═════ RECORDS FOR THIS EXERCISE
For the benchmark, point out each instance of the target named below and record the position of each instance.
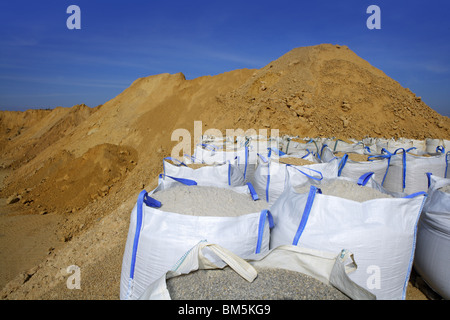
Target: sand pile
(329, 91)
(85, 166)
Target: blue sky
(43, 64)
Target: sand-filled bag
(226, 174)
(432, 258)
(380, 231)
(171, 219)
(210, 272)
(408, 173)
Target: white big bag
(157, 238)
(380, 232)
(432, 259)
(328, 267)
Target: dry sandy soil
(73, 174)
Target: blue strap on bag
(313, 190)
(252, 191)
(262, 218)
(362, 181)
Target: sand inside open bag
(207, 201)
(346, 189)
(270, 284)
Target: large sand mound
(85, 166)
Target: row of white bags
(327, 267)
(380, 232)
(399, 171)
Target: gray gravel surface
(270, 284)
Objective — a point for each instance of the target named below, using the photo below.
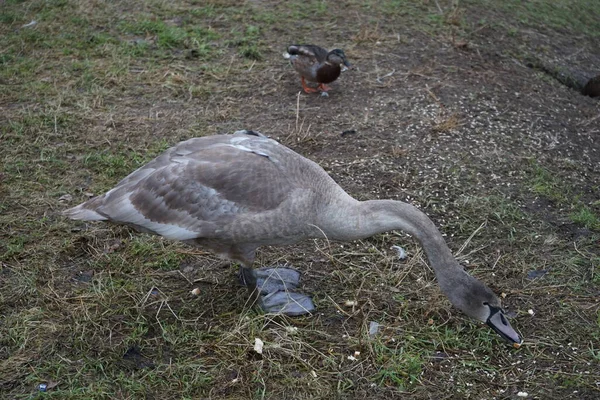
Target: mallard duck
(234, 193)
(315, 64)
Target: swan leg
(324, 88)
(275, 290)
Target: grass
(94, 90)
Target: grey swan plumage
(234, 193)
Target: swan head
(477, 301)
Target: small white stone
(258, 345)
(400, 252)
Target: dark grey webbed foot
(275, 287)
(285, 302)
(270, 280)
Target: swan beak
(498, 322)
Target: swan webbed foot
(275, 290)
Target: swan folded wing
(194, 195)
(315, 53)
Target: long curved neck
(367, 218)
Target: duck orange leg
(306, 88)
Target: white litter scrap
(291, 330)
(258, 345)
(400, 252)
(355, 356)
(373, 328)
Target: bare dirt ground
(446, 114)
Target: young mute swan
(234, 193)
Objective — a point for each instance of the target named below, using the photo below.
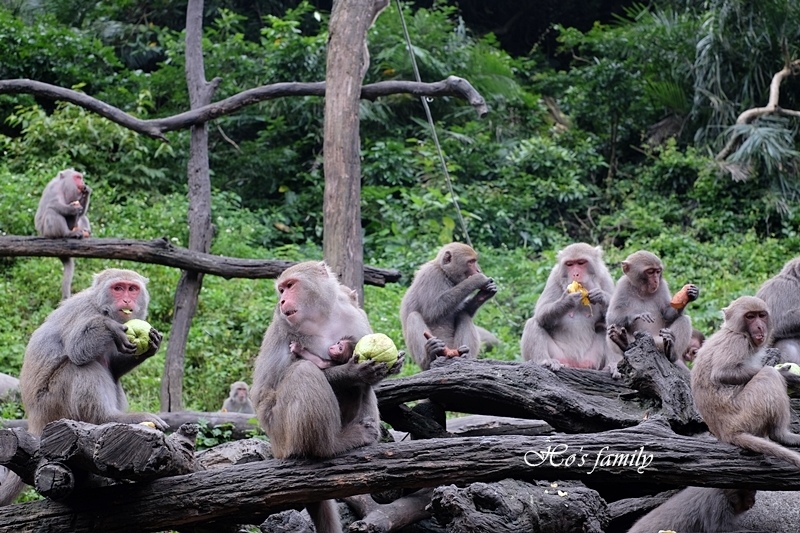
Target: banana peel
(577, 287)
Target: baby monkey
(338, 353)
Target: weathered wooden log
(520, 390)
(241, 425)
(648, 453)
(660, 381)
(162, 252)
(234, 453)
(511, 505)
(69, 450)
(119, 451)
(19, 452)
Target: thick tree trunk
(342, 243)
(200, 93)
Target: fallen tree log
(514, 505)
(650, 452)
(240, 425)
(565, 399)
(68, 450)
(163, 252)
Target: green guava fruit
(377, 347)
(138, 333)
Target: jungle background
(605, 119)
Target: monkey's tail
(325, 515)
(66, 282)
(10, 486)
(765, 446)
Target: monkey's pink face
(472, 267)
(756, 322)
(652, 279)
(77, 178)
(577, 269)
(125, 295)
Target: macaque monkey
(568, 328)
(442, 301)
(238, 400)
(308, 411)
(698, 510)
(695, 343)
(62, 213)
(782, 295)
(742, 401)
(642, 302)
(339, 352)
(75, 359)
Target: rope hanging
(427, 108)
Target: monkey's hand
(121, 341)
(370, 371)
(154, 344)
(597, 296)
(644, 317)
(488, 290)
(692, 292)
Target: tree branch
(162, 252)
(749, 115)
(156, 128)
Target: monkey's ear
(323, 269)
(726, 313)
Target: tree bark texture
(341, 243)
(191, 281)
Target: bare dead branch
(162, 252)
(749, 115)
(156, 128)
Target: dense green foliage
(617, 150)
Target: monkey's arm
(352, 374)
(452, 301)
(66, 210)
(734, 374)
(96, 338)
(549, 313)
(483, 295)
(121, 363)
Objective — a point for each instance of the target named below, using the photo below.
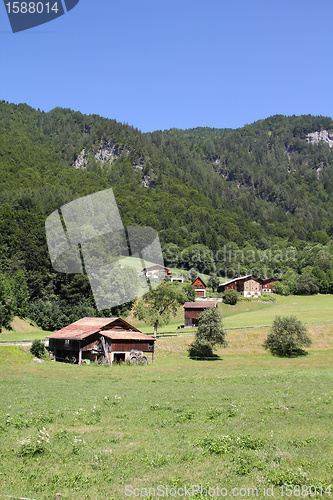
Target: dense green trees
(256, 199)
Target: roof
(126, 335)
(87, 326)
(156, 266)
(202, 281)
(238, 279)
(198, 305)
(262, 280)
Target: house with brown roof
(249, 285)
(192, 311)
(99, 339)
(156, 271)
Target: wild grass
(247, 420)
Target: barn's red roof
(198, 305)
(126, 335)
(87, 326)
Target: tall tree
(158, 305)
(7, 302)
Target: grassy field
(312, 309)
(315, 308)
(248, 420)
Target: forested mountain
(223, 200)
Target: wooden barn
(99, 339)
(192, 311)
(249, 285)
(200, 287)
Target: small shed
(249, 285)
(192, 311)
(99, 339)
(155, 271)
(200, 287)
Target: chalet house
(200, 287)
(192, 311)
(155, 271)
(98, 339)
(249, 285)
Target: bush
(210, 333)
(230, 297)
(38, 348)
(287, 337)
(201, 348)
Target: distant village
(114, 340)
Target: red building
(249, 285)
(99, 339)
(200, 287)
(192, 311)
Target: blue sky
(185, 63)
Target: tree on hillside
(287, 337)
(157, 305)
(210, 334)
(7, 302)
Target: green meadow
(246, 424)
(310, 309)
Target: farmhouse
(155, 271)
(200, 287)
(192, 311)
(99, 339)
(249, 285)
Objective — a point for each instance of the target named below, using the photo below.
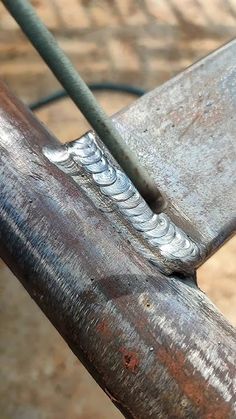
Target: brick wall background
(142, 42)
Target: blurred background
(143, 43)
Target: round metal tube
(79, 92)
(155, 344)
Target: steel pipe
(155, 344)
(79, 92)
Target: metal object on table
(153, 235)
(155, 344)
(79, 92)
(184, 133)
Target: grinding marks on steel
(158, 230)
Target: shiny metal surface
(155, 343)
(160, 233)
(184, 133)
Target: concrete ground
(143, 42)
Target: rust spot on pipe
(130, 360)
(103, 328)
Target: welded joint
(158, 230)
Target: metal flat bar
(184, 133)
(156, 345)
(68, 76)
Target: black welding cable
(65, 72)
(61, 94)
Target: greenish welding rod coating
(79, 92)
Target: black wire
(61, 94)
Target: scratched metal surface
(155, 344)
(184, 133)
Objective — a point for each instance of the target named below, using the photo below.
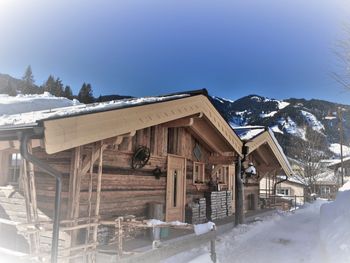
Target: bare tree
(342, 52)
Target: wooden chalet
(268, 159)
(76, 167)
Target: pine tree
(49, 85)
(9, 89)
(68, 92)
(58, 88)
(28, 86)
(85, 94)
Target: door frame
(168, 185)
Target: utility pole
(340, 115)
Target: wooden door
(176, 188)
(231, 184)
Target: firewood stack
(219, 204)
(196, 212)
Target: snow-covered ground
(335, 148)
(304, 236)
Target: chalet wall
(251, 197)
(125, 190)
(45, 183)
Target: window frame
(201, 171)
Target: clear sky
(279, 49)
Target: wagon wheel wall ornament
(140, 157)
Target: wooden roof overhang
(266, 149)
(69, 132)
══════════
▶ INSTRUCTIONS FOR THE TASK: Write out all of the entries above word for word, leaving the pictures out.

▶ FINAL ANSWER:
For the benchmark, point out each instance of the target named below and record the position of each instance.
Target: sand pile
(329, 91)
(85, 166)
Target: blue sky
(43, 64)
Target: sand-filled bag
(226, 174)
(432, 258)
(380, 231)
(171, 219)
(210, 272)
(408, 173)
Target: white big bag
(157, 238)
(380, 232)
(432, 259)
(328, 267)
Target: dry sandy soil
(73, 174)
Target: blue strap on bag
(313, 190)
(252, 191)
(262, 218)
(362, 181)
Target: sand inside open bag
(207, 201)
(346, 189)
(270, 284)
Target: large sand mound
(85, 166)
Target: row of white bags
(327, 267)
(380, 232)
(399, 171)
Target: gray gravel surface
(270, 284)
Objective — a point for each instance of the target named below, using the photo below.
Target: mallard duck
(234, 193)
(315, 64)
Target: swan leg
(324, 88)
(275, 290)
Target: grass
(94, 90)
Target: grey swan plumage
(234, 193)
Target: swan head
(477, 301)
Target: small white stone
(258, 345)
(400, 252)
Target: dark grey webbed foot
(275, 287)
(285, 302)
(270, 280)
Target: swan beak
(498, 322)
Target: swan webbed foot
(275, 290)
Target: swan folded wing
(194, 195)
(315, 53)
Target: long curved neck
(367, 218)
Target: duck orange leg
(306, 88)
Target: white litter scrap
(291, 330)
(258, 345)
(400, 252)
(355, 356)
(373, 328)
Target: bare dirt ground
(446, 114)
Target: young mute swan
(234, 193)
Objective — a point for each instance of the target named below, using the photo below.
Target: banana peel
(577, 287)
Target: baby monkey
(338, 353)
Target: weathered wooden log
(520, 390)
(241, 425)
(648, 453)
(660, 381)
(162, 252)
(234, 453)
(511, 505)
(69, 450)
(119, 451)
(19, 452)
Target: thick tree trunk
(342, 243)
(200, 93)
Target: fallen tree log
(514, 505)
(650, 452)
(240, 425)
(565, 399)
(68, 450)
(163, 252)
Target: green guava fruit
(377, 347)
(138, 333)
Target: jungle background
(605, 119)
Target: monkey's tail
(325, 515)
(66, 282)
(10, 486)
(765, 446)
Target: monkey's pink face
(472, 267)
(756, 322)
(652, 279)
(77, 178)
(577, 269)
(125, 295)
Target: macaque monkey
(568, 328)
(442, 301)
(238, 400)
(308, 411)
(698, 510)
(695, 343)
(62, 213)
(782, 295)
(742, 401)
(642, 302)
(339, 352)
(75, 359)
Target: rope hanging
(427, 108)
Target: monkey's hand
(121, 341)
(370, 371)
(154, 344)
(597, 296)
(644, 317)
(488, 290)
(692, 292)
Target: tree branch
(162, 252)
(749, 115)
(156, 128)
Target: monkey's ear
(323, 269)
(726, 313)
Target: tree bark texture
(341, 243)
(191, 281)
Target: bare dead branch
(162, 252)
(749, 115)
(156, 128)
Target: dense green foliage
(617, 150)
Target: monkey's arm
(352, 374)
(452, 301)
(66, 210)
(734, 374)
(96, 338)
(549, 313)
(483, 295)
(121, 363)
Objective — a point for each instance of the target named below, using the photo below.
Target: dense green trees
(256, 199)
Target: roof
(126, 335)
(87, 326)
(156, 266)
(202, 281)
(238, 279)
(198, 305)
(262, 280)
Target: house with brown roof
(249, 285)
(192, 311)
(99, 339)
(156, 271)
Target: wild grass
(247, 420)
Target: barn's red roof
(198, 305)
(126, 335)
(87, 326)
Target: tall tree
(158, 305)
(7, 302)
Target: grassy field
(312, 309)
(315, 308)
(248, 420)
Target: forested mountain
(223, 200)
Target: wooden barn
(99, 339)
(192, 311)
(249, 285)
(200, 287)
Target: small shed
(249, 285)
(192, 311)
(99, 339)
(155, 271)
(200, 287)
Target: chalet house
(200, 287)
(192, 311)
(155, 271)
(98, 339)
(249, 285)
Target: bush
(210, 333)
(230, 297)
(38, 348)
(287, 337)
(201, 348)
Target: distant village
(114, 340)
Target: red building
(249, 285)
(99, 339)
(200, 287)
(192, 311)
Target: blue sky
(185, 63)
Target: tree on hillside
(287, 337)
(157, 305)
(210, 334)
(7, 302)
Target: green meadow
(246, 424)
(310, 309)
Target: farmhouse
(155, 271)
(200, 287)
(192, 311)
(99, 339)
(249, 285)
Objective — a point for each instance of the target named below, using the photo below.
Target: brick wall background
(142, 42)
Target: blurred background
(143, 43)
Target: round metal tube
(79, 92)
(155, 344)
Target: steel pipe
(155, 344)
(79, 92)
Target: metal object on table
(153, 235)
(155, 344)
(79, 92)
(184, 133)
Target: grinding marks on steel
(158, 230)
Target: shiny metal surface
(155, 343)
(160, 233)
(184, 133)
Target: concrete ground
(143, 42)
Target: rust spot on pipe
(130, 360)
(103, 328)
Target: welded joint
(158, 230)
Target: metal flat bar
(184, 133)
(156, 345)
(68, 76)
Target: black welding cable
(65, 72)
(61, 94)
Target: greenish welding rod coating
(79, 92)
Target: black wire
(61, 94)
Target: scratched metal surface
(155, 344)
(184, 133)
Objective — a point for each instance of the target named below, using the photo below.
Target: bare tree
(342, 52)
Target: wooden chalet
(268, 159)
(76, 167)
Target: pine tree
(49, 85)
(9, 89)
(68, 92)
(58, 88)
(28, 86)
(85, 94)
Target: door frame
(168, 185)
Target: utility pole
(340, 115)
Target: wooden door
(176, 188)
(231, 184)
Target: firewood stack
(219, 204)
(196, 212)
Target: snow-covered ground
(335, 148)
(304, 236)
Target: chalet wall
(251, 197)
(125, 190)
(45, 183)
Target: window frame
(201, 171)
Target: clear sky
(279, 49)
Target: wagon wheel wall ornament
(140, 157)
Target: wooden roof overhang
(266, 149)
(69, 132)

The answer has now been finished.